YOUR INSTRUCTIONS: In the records below, find the line containing "Pin the hand" and the line containing "Pin the cooler lid, one"; please repeat exactly the lines from one to the other, both included, and nothing more.

INPUT DATA:
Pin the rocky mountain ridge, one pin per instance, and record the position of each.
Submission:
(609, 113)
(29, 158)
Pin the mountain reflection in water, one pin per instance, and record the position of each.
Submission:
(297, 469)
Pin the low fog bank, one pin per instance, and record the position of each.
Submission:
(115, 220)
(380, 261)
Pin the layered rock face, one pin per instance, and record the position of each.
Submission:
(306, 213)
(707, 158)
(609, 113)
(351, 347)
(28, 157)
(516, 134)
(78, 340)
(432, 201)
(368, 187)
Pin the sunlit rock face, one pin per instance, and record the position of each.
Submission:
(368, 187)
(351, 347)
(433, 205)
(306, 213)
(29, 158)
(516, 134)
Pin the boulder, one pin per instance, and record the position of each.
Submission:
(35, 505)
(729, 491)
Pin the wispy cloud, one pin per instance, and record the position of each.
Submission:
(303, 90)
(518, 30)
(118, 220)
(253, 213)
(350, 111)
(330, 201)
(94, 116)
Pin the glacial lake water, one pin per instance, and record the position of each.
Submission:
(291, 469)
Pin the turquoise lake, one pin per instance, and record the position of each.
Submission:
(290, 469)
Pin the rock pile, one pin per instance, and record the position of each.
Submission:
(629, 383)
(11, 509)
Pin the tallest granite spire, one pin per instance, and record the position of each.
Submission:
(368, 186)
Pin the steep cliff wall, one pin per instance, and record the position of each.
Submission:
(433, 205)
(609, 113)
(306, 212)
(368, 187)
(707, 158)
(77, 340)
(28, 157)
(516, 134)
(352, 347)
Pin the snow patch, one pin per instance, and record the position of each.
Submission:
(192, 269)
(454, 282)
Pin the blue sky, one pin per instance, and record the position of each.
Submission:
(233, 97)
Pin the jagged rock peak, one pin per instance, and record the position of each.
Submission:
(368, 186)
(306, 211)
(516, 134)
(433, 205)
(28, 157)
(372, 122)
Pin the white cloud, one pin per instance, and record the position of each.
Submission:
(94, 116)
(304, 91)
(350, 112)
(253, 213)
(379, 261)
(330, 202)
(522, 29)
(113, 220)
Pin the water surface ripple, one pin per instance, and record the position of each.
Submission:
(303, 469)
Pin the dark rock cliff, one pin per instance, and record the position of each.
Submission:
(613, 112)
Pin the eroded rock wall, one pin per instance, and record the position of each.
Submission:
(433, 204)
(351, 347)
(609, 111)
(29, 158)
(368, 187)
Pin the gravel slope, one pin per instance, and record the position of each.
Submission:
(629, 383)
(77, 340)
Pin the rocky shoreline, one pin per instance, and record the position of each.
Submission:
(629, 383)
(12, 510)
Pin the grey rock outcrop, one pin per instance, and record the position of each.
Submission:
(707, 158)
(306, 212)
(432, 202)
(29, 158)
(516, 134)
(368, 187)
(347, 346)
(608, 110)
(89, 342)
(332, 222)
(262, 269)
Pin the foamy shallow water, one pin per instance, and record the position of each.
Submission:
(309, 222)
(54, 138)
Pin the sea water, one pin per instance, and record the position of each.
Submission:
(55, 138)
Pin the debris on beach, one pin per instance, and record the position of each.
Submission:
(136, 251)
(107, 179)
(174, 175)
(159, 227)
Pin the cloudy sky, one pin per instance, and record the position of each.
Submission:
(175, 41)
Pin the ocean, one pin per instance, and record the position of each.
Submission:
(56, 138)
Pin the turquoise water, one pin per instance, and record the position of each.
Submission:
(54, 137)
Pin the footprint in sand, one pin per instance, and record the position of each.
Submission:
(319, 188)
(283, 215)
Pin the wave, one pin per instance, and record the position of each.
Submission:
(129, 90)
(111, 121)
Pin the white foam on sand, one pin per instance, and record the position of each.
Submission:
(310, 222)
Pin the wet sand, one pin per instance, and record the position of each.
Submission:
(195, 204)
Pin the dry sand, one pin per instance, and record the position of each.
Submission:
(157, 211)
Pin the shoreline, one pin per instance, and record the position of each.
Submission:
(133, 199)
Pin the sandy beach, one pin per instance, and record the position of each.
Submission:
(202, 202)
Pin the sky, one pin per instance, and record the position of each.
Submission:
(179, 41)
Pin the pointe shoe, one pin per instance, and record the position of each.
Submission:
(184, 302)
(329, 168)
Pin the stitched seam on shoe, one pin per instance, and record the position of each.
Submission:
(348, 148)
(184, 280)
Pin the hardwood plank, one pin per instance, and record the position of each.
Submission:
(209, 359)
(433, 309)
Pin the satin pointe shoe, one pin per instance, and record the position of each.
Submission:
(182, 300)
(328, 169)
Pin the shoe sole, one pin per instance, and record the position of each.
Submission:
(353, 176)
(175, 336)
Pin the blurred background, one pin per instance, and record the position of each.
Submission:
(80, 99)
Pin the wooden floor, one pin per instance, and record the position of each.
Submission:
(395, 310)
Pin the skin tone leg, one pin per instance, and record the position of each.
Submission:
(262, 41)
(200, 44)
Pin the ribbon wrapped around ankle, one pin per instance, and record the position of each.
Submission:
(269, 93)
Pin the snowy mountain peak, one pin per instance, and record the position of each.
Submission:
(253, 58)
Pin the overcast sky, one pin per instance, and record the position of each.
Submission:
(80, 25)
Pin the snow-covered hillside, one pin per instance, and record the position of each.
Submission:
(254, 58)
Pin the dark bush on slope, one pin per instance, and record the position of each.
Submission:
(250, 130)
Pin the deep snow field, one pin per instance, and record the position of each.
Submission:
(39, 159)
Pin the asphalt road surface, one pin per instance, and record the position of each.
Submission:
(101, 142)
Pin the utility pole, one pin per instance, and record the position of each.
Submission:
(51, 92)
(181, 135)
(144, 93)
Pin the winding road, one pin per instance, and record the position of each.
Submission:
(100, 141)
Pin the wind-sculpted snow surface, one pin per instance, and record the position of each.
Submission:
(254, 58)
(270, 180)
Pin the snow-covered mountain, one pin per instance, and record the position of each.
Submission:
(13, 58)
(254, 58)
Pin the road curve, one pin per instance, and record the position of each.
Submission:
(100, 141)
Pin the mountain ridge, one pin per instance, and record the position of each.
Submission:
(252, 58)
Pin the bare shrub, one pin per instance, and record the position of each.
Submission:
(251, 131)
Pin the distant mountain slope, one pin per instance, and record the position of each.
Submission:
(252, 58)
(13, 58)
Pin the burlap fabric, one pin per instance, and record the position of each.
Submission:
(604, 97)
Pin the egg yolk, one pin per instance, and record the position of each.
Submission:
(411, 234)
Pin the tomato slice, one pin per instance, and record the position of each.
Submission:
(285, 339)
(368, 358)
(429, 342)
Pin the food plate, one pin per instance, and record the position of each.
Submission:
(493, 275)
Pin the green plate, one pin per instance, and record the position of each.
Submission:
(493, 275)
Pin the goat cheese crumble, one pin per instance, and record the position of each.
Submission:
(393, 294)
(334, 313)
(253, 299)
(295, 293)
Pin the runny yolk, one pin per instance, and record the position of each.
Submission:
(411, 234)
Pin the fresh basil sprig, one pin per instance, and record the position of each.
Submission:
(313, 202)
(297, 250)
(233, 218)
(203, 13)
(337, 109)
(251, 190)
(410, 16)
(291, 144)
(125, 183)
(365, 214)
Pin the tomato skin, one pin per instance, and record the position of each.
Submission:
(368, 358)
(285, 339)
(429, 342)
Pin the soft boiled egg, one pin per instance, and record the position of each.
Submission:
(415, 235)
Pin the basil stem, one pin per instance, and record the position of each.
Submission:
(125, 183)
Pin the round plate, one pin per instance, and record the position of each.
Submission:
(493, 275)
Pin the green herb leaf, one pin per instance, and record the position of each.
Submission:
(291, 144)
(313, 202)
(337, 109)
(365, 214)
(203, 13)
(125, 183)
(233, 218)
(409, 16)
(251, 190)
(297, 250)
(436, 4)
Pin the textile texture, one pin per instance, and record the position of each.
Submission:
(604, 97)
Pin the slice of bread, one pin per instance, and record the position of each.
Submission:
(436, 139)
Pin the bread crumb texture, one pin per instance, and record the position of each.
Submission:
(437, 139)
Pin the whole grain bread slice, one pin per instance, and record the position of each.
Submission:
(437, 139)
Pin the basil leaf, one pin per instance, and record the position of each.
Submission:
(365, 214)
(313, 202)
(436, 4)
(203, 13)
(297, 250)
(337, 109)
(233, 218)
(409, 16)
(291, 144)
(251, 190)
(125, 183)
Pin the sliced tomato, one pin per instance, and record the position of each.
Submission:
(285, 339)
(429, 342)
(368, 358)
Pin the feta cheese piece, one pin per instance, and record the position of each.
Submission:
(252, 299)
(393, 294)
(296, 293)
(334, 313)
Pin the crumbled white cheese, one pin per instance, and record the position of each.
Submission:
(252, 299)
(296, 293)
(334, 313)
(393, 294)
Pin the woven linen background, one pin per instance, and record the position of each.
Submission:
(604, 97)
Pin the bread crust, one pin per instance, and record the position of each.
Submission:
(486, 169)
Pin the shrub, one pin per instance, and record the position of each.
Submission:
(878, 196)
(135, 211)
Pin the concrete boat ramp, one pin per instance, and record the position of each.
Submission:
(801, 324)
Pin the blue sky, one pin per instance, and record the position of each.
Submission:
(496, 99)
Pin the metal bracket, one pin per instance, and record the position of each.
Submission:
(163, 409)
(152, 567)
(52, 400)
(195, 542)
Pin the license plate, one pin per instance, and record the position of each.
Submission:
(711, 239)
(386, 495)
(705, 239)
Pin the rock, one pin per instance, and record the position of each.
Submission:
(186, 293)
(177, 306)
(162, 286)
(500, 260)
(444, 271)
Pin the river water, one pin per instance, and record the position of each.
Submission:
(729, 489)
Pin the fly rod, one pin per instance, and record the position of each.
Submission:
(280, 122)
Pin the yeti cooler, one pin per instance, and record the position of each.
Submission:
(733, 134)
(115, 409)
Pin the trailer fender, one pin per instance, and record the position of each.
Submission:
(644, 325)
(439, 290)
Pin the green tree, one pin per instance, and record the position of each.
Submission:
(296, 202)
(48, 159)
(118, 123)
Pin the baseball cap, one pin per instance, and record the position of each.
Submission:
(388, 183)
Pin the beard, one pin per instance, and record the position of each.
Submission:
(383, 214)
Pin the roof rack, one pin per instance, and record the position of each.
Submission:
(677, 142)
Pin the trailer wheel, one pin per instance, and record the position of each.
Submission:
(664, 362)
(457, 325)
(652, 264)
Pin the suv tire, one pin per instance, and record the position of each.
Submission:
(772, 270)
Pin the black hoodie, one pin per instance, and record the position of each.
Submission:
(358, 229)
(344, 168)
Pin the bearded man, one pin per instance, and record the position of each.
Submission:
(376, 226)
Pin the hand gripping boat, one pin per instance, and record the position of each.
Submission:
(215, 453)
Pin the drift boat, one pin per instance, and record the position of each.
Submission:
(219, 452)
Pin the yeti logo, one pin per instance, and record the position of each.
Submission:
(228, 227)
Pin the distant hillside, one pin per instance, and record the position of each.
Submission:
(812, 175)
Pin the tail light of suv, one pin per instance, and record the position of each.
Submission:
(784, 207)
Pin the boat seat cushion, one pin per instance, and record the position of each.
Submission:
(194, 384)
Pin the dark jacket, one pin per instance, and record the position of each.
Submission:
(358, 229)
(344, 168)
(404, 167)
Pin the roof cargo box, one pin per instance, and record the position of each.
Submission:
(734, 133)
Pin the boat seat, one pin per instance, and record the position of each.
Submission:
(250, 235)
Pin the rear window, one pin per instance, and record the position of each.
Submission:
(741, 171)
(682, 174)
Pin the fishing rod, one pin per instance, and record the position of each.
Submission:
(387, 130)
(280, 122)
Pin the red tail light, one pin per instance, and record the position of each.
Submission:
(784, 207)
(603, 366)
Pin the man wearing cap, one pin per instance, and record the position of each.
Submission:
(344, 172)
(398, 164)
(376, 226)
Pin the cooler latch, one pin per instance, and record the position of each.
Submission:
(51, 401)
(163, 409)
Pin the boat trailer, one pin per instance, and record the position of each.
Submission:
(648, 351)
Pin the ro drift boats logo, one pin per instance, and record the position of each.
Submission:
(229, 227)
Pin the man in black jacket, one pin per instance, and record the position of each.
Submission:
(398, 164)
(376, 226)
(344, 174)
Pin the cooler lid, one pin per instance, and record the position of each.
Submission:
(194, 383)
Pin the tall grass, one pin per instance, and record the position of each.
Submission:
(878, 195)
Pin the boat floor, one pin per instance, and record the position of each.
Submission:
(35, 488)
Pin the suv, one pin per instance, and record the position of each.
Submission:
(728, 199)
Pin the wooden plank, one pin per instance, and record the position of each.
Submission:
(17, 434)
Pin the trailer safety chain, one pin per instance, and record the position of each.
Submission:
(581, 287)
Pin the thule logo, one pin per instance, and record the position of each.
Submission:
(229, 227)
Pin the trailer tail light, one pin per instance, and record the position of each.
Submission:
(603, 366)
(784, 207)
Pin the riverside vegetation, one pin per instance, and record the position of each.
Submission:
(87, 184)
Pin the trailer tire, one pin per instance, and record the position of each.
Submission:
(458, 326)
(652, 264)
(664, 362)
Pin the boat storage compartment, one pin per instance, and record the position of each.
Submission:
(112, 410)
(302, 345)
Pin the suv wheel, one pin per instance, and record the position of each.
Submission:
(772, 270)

RESULT BELOW:
Pin the hand gripping boat, one pin per instance, and record the position of each.
Submission:
(215, 453)
Pin the drift boat, one pin per instance, and record the position of each.
Submission:
(219, 452)
Pin the yeti logo, one pin per instance, and record the position of each.
Submission:
(228, 227)
Pin the distant hillside, one pin per instance, and record the position of each.
Submission:
(812, 175)
Pin the tail light of suv, one pin per instance, and record the position of each.
Submission:
(784, 207)
Pin the boat seat cushion, one pin per instance, and record the position of each.
Submission:
(194, 384)
Pin the dark jacket, one pin per instance, and record the position of each.
Submission:
(358, 229)
(344, 168)
(404, 167)
Pin the roof cargo box, one pin per instance, and record the position of each.
Submission:
(734, 133)
Pin the boat seat, one pin per instance, and record the position of each.
Submission:
(250, 235)
Pin the rear window, one pin per instance, and record the position of each.
Submission:
(741, 171)
(682, 174)
Pin the fishing rod, one pin per instance, and record the position of each.
Submission:
(387, 130)
(280, 122)
Pin the red tail light, one pin per instance, and record the position of each.
Submission:
(784, 207)
(603, 366)
Pin the man wearing cap, one pin per instance, and record the position of each.
Submission:
(344, 172)
(398, 164)
(376, 226)
Pin the cooler latch, one pin per instance, and record the position of each.
Submission:
(51, 401)
(163, 409)
Pin the boat trailer, one pin per instance, and record the position of each.
Submission:
(648, 351)
Pin the ro drift boats logo, one pin per instance, and record the position of each.
Submission:
(229, 227)
Pin the man in black jacket, one pin per instance, and record the position of each.
Submission:
(398, 164)
(376, 226)
(344, 174)
Pin the cooler lid, one pin per instance, and record the position of each.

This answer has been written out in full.